Collected data:
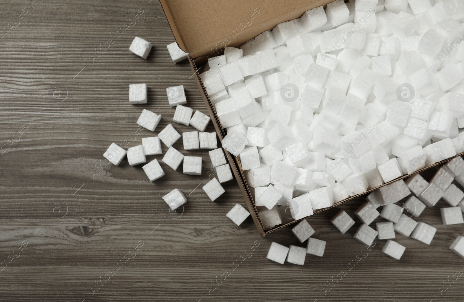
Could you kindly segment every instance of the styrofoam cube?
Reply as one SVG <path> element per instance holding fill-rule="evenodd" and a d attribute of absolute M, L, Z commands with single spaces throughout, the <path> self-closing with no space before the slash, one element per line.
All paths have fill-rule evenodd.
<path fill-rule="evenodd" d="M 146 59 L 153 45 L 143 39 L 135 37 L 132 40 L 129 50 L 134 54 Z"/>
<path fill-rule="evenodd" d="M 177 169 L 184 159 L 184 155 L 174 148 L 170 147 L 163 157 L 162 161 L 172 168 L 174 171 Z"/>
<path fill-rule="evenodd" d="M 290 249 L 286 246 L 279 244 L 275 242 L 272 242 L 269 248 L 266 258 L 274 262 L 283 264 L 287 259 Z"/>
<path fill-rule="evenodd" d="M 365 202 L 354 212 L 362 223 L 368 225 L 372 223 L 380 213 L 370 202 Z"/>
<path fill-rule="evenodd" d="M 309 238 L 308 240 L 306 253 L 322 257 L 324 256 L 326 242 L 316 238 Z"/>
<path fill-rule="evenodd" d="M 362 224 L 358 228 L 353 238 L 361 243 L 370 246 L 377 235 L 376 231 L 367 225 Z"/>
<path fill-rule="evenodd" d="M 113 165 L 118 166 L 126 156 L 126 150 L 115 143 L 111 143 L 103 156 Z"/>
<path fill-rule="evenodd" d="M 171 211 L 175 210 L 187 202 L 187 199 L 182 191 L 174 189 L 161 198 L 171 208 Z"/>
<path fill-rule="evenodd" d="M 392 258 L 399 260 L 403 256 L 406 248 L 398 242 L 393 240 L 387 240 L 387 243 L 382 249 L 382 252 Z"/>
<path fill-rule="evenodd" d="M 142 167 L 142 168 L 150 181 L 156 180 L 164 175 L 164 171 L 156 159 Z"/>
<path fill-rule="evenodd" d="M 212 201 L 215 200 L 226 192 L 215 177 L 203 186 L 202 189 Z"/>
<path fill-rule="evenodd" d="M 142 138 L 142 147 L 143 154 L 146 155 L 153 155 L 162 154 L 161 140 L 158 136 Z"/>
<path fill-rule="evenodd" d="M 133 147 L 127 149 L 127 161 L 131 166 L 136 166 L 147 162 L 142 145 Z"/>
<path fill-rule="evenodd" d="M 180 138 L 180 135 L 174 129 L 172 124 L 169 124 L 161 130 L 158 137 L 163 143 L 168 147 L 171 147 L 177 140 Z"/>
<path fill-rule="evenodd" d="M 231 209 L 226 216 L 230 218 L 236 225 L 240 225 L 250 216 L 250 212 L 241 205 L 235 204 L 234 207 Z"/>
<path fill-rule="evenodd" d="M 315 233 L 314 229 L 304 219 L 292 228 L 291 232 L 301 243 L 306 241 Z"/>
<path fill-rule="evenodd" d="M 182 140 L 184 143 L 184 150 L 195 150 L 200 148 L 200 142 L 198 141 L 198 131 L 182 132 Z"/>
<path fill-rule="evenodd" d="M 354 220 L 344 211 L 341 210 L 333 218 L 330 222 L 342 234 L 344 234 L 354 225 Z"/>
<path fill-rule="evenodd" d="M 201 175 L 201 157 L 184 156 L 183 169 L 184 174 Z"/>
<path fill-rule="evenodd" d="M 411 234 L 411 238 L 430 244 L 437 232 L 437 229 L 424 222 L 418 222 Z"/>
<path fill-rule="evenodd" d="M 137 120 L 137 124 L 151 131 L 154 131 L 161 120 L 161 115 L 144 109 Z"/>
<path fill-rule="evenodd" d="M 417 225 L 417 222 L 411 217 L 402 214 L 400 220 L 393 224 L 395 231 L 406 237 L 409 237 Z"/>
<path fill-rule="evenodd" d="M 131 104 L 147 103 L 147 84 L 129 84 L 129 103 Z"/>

▶ **STATED TASK**
Convert every line of the entries above into a JSON list of strings, one string per line, skipping blank lines. Leave the pictures out.

▶ **SOLVED PROBLEM**
[
  "Could you kindly segment every instance of the styrofoam cube?",
  "Reply as one SVG <path> element per instance holding fill-rule=\"evenodd\" and a d attribute of absolute M, L, Z commands with single spaces throughout, the <path> self-closing with no space before the slash, one element per line.",
  "All paths have fill-rule evenodd.",
  "<path fill-rule=\"evenodd\" d=\"M 146 59 L 153 45 L 143 39 L 135 37 L 132 40 L 129 50 L 134 54 Z\"/>",
  "<path fill-rule=\"evenodd\" d=\"M 177 169 L 184 159 L 184 155 L 174 148 L 170 147 L 163 157 L 162 161 L 172 168 L 174 171 Z\"/>",
  "<path fill-rule=\"evenodd\" d=\"M 290 249 L 286 246 L 279 244 L 275 242 L 272 242 L 269 248 L 266 258 L 274 262 L 283 264 L 287 259 Z\"/>",
  "<path fill-rule=\"evenodd\" d=\"M 365 202 L 354 212 L 362 223 L 368 225 L 372 223 L 380 213 L 370 202 Z\"/>",
  "<path fill-rule=\"evenodd\" d=\"M 309 238 L 308 240 L 306 253 L 322 257 L 324 256 L 326 242 L 316 238 Z\"/>",
  "<path fill-rule=\"evenodd\" d=\"M 362 224 L 358 228 L 353 238 L 361 243 L 370 246 L 377 235 L 376 231 L 367 225 Z\"/>",
  "<path fill-rule=\"evenodd\" d=\"M 113 165 L 118 166 L 126 156 L 126 150 L 115 143 L 111 143 L 103 156 Z\"/>",
  "<path fill-rule=\"evenodd\" d=\"M 171 211 L 175 210 L 187 202 L 187 199 L 182 191 L 174 189 L 161 198 L 171 208 Z\"/>",
  "<path fill-rule=\"evenodd\" d=\"M 392 258 L 399 260 L 403 256 L 406 248 L 398 242 L 393 240 L 387 240 L 387 243 L 382 249 L 382 252 Z\"/>",
  "<path fill-rule=\"evenodd\" d=\"M 142 167 L 142 168 L 150 181 L 156 180 L 164 175 L 164 171 L 156 159 Z\"/>",
  "<path fill-rule=\"evenodd\" d=\"M 212 201 L 215 200 L 226 192 L 215 177 L 203 186 L 202 189 Z\"/>",
  "<path fill-rule=\"evenodd\" d=\"M 142 138 L 142 147 L 143 154 L 146 155 L 153 155 L 162 154 L 161 140 L 158 136 Z\"/>",
  "<path fill-rule=\"evenodd\" d=\"M 133 147 L 127 149 L 127 161 L 131 166 L 136 166 L 147 162 L 142 145 Z\"/>",
  "<path fill-rule=\"evenodd\" d=\"M 180 138 L 180 135 L 174 129 L 172 124 L 169 124 L 161 130 L 158 137 L 163 143 L 168 147 L 171 147 L 177 140 Z\"/>",
  "<path fill-rule=\"evenodd\" d=\"M 231 209 L 226 216 L 230 218 L 236 225 L 240 225 L 250 216 L 250 212 L 241 205 L 235 204 L 234 207 Z\"/>",
  "<path fill-rule=\"evenodd\" d=\"M 315 233 L 314 229 L 304 219 L 292 228 L 291 232 L 301 243 L 306 241 Z\"/>",
  "<path fill-rule=\"evenodd\" d=\"M 182 140 L 184 143 L 184 150 L 195 150 L 200 148 L 200 142 L 198 141 L 198 131 L 182 132 Z\"/>",
  "<path fill-rule=\"evenodd\" d=\"M 354 220 L 344 211 L 341 210 L 333 218 L 330 222 L 342 234 L 344 234 L 354 225 Z\"/>",
  "<path fill-rule=\"evenodd\" d=\"M 201 175 L 201 157 L 184 156 L 183 169 L 184 174 Z\"/>",
  "<path fill-rule=\"evenodd\" d=\"M 411 234 L 411 238 L 430 244 L 437 232 L 437 229 L 424 222 L 418 222 Z\"/>",
  "<path fill-rule=\"evenodd\" d=\"M 137 120 L 137 124 L 151 131 L 154 131 L 161 120 L 161 115 L 144 109 Z\"/>",
  "<path fill-rule=\"evenodd\" d=\"M 417 225 L 417 222 L 411 217 L 402 214 L 400 220 L 393 224 L 395 231 L 406 237 L 409 237 Z\"/>",
  "<path fill-rule=\"evenodd\" d=\"M 131 104 L 147 103 L 147 84 L 129 84 L 129 103 Z\"/>"
]